§ **Exercise prompt**
Transcription should be exact. Include all entries.

§ **Records from a collection**

┌──

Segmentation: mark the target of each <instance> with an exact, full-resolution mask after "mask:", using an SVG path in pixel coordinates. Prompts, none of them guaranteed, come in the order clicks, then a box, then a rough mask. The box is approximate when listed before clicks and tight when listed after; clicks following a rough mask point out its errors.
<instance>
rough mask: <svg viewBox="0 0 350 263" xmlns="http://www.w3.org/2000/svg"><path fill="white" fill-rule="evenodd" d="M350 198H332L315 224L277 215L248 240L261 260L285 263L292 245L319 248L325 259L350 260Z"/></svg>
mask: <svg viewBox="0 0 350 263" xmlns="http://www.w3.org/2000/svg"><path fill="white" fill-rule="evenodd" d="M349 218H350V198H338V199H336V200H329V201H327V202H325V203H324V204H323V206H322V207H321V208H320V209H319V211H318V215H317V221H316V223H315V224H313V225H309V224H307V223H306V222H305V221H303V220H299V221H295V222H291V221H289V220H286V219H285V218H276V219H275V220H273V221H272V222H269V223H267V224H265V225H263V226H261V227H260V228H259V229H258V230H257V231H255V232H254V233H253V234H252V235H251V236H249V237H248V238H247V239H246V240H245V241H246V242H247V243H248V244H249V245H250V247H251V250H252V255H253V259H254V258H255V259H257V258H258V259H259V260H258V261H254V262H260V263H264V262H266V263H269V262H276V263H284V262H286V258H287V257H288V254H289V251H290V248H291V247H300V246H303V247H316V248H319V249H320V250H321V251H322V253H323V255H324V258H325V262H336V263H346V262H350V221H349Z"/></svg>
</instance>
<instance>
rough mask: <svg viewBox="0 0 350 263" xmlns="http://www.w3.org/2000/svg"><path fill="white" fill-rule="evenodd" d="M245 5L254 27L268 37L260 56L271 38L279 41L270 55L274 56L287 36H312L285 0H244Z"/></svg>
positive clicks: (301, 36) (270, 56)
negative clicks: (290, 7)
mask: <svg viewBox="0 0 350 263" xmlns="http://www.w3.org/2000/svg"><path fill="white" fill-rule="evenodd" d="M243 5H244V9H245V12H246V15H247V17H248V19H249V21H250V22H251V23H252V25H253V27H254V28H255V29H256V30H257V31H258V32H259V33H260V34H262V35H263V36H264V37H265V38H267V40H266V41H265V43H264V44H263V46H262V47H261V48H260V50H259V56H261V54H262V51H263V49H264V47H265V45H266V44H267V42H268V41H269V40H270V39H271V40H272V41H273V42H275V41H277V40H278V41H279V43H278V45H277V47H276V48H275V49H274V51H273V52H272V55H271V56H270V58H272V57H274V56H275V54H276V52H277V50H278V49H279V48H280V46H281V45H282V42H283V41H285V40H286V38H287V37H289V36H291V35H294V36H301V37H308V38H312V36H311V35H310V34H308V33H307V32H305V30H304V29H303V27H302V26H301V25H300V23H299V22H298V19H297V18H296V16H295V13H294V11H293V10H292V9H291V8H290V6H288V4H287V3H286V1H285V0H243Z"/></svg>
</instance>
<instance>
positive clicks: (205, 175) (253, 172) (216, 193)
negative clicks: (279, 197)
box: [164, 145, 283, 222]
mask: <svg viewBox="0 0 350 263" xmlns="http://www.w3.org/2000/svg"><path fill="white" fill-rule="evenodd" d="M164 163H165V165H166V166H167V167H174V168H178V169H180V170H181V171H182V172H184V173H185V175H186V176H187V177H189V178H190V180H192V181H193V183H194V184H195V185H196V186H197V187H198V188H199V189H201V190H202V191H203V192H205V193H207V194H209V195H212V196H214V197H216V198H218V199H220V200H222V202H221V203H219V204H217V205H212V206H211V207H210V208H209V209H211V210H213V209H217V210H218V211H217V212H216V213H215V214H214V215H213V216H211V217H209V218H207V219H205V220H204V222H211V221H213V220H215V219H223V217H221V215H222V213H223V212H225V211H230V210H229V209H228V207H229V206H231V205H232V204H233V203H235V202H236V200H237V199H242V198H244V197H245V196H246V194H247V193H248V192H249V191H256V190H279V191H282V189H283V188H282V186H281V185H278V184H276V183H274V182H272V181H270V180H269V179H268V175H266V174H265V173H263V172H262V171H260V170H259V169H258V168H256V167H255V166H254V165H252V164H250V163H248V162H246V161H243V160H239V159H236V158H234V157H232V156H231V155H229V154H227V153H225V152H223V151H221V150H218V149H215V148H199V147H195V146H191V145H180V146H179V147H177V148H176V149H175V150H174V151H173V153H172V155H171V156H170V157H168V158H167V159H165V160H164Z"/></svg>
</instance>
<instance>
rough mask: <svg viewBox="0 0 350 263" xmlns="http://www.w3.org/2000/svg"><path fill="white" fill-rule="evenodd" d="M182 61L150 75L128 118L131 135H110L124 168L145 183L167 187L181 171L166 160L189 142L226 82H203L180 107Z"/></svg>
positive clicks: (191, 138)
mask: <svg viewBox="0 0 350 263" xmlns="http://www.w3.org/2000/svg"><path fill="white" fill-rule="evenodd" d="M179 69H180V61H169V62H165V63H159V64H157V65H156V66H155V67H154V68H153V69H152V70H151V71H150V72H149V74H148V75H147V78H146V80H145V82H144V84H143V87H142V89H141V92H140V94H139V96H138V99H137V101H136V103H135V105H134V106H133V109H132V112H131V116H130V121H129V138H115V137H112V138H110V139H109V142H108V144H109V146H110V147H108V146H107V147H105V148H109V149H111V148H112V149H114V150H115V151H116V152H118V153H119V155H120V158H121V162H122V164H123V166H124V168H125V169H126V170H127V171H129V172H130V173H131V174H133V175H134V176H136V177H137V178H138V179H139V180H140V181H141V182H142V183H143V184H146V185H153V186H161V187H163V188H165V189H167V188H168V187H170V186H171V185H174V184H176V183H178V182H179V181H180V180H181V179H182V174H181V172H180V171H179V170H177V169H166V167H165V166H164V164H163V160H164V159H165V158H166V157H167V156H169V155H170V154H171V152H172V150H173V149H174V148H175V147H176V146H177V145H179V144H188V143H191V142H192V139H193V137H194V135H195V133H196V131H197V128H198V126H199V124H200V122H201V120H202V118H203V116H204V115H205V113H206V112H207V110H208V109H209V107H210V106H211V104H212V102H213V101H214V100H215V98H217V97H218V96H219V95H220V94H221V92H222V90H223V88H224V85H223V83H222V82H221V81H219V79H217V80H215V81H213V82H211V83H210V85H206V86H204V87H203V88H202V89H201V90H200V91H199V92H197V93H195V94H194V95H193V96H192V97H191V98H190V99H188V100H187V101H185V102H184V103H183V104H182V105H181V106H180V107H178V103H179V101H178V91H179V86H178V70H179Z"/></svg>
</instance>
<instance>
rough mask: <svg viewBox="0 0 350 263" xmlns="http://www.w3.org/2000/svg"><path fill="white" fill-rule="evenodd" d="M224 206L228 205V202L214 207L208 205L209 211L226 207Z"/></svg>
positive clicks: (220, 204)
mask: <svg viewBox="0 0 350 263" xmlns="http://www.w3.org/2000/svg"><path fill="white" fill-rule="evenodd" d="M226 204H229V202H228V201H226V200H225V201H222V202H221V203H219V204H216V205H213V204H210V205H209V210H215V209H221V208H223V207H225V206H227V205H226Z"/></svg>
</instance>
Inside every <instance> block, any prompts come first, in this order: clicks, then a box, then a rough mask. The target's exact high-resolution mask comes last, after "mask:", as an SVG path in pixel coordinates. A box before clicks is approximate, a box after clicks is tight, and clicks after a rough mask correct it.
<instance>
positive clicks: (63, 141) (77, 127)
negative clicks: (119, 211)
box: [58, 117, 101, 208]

└──

§ **Answer to the problem**
Segmentation: mark the target of each <instance> with an exact, full-resolution mask after "mask:", using an SVG path in pixel coordinates. Prompts, none of them guaranteed, come in the order clicks, then a box, then a rough mask. The box is approximate when listed before clicks and tight when listed after; clicks following a rough mask point out its errors.
<instance>
rough mask: <svg viewBox="0 0 350 263" xmlns="http://www.w3.org/2000/svg"><path fill="white" fill-rule="evenodd" d="M350 198H332L315 224L277 215L248 240L261 260L285 263L292 245L319 248L325 259L350 260Z"/></svg>
mask: <svg viewBox="0 0 350 263" xmlns="http://www.w3.org/2000/svg"><path fill="white" fill-rule="evenodd" d="M349 218H350V198H338V199H336V200H329V201H327V202H325V203H324V204H323V206H322V207H321V208H320V209H319V211H318V215H317V221H316V223H315V224H313V225H309V224H307V223H306V222H305V221H303V220H299V221H295V222H291V221H289V220H286V219H285V218H276V219H275V220H273V221H272V222H269V223H267V224H265V225H263V226H261V227H260V228H259V229H258V230H257V231H255V232H254V233H253V234H252V235H251V236H249V237H248V238H247V239H246V240H245V241H246V242H247V243H248V244H249V245H250V247H251V250H252V255H253V259H254V258H255V259H257V258H258V259H259V260H258V261H254V262H260V263H264V262H266V263H269V262H276V263H284V262H286V258H287V257H288V254H289V251H290V248H291V247H300V246H303V247H316V248H319V249H320V250H321V251H322V253H323V255H324V258H325V262H336V263H346V262H350V221H349Z"/></svg>
</instance>
<instance>
rough mask: <svg viewBox="0 0 350 263" xmlns="http://www.w3.org/2000/svg"><path fill="white" fill-rule="evenodd" d="M245 5L254 27L268 37L260 56L271 38L279 41L270 55L274 56L287 36H312L285 0H244Z"/></svg>
positive clicks: (301, 36) (270, 56)
negative clicks: (290, 7)
mask: <svg viewBox="0 0 350 263" xmlns="http://www.w3.org/2000/svg"><path fill="white" fill-rule="evenodd" d="M243 5H244V9H245V12H246V15H247V17H248V19H249V21H250V22H251V23H252V25H253V27H254V28H255V29H256V30H257V31H258V32H259V33H260V34H262V35H263V36H264V37H265V38H267V40H266V41H265V43H264V44H263V46H262V47H261V48H260V50H259V56H261V54H262V51H263V49H264V47H265V45H266V44H267V42H268V41H269V40H270V39H271V40H272V41H273V42H275V41H277V40H278V41H279V43H278V45H277V47H276V48H275V49H274V51H273V52H272V55H271V56H270V58H272V57H274V56H275V54H276V52H277V50H278V49H279V48H280V46H281V45H282V42H283V41H285V40H286V38H287V37H289V36H291V35H294V36H301V37H308V38H312V36H311V35H310V34H308V33H307V32H305V30H304V29H303V27H302V26H301V25H300V23H299V22H298V19H297V18H296V16H295V13H294V11H293V10H292V9H291V8H290V6H288V4H287V3H286V1H285V0H243Z"/></svg>
</instance>
<instance>
positive clicks: (205, 175) (253, 172) (216, 193)
negative clicks: (279, 197)
box: [164, 145, 283, 222]
mask: <svg viewBox="0 0 350 263" xmlns="http://www.w3.org/2000/svg"><path fill="white" fill-rule="evenodd" d="M164 163H165V165H166V166H167V167H174V168H178V169H180V170H181V171H182V172H184V173H185V175H186V176H187V177H189V178H190V180H192V181H193V183H194V184H195V185H196V186H197V187H198V188H199V189H201V190H202V191H203V192H205V193H207V194H209V195H212V196H214V197H216V198H218V199H220V200H222V202H221V203H219V204H217V205H212V206H211V207H210V208H209V209H211V210H213V209H217V210H218V211H217V212H216V213H215V214H214V215H213V216H211V217H209V218H207V219H205V220H204V222H211V221H213V220H215V219H223V217H221V215H222V213H223V212H225V211H230V210H229V209H228V207H229V206H231V205H232V204H233V203H235V202H236V200H237V199H242V198H244V197H245V196H246V194H247V193H248V192H249V191H256V190H279V191H282V189H283V188H282V186H281V185H278V184H276V183H274V182H272V181H270V180H269V179H268V175H266V174H265V173H263V172H262V171H260V170H259V169H258V168H256V167H255V166H254V165H252V164H250V163H248V162H246V161H243V160H239V159H236V158H234V157H232V156H231V155H229V154H227V153H225V152H223V151H221V150H218V149H215V148H199V147H195V146H191V145H180V146H179V147H177V148H176V149H175V150H174V151H173V153H172V155H171V156H170V157H168V158H167V159H165V160H164Z"/></svg>
</instance>
<instance>
rough mask: <svg viewBox="0 0 350 263" xmlns="http://www.w3.org/2000/svg"><path fill="white" fill-rule="evenodd" d="M182 61L150 75L128 118L131 135H110L124 168L145 183L167 187L181 171L166 160L189 142L226 82H203L180 107Z"/></svg>
positive clicks: (191, 138)
mask: <svg viewBox="0 0 350 263" xmlns="http://www.w3.org/2000/svg"><path fill="white" fill-rule="evenodd" d="M179 69H180V61H169V62H165V63H159V64H157V65H156V66H155V67H154V68H153V69H152V70H151V71H150V72H149V74H148V75H147V78H146V80H145V82H144V84H143V87H142V89H141V92H140V94H139V96H138V99H137V101H136V103H135V105H134V106H133V109H132V112H131V116H130V121H129V138H115V137H112V138H110V139H109V142H108V144H109V146H110V147H108V146H107V147H105V148H109V149H111V148H112V149H114V150H115V151H116V152H118V153H119V155H120V158H121V162H122V164H123V166H124V168H125V169H126V170H127V171H129V172H130V173H131V174H133V175H134V176H136V177H137V178H138V179H139V180H140V181H141V182H142V183H143V184H146V185H153V186H161V187H163V188H165V189H167V188H168V187H170V186H171V185H174V184H176V183H178V182H179V181H180V180H181V179H182V174H181V172H180V171H179V170H177V169H166V167H165V166H164V164H163V160H164V159H165V158H166V157H167V156H169V155H170V154H171V152H172V150H173V149H174V148H175V147H176V146H177V145H179V144H188V143H191V142H192V139H193V137H194V135H195V133H196V131H197V128H198V126H199V124H200V122H201V120H202V118H203V116H204V115H205V113H206V112H207V110H208V109H209V107H210V106H211V104H212V102H213V101H214V100H215V98H217V97H218V96H219V95H220V94H221V92H222V90H223V88H224V85H223V83H222V82H221V81H219V79H217V80H215V81H213V82H211V83H210V85H206V86H204V87H203V88H202V89H201V90H200V91H199V92H197V93H195V94H194V95H193V96H192V97H191V98H190V99H188V100H187V101H185V102H184V103H183V104H182V105H181V106H180V107H178V103H179V101H178V91H179V86H178V70H179Z"/></svg>
</instance>
<instance>
rough mask: <svg viewBox="0 0 350 263" xmlns="http://www.w3.org/2000/svg"><path fill="white" fill-rule="evenodd" d="M224 206L228 205V202L214 207L208 205L209 211L226 207Z"/></svg>
positive clicks: (220, 204)
mask: <svg viewBox="0 0 350 263" xmlns="http://www.w3.org/2000/svg"><path fill="white" fill-rule="evenodd" d="M226 204H229V202H228V201H226V200H225V201H222V202H221V203H219V204H216V205H213V204H210V205H209V210H215V209H221V208H223V207H225V206H227V205H226Z"/></svg>
</instance>
Inside every <instance> block, any prompts come first, in this order: clicks, then a box, then a rough mask. The target's exact high-resolution mask comes last, after "mask:", as an SVG path in pixel coordinates. A box before clicks is approximate, a box after clicks is tight, and clicks after a rough mask correct it.
<instance>
positive clicks: (63, 141) (77, 127)
negative clicks: (119, 211)
box: [58, 117, 101, 208]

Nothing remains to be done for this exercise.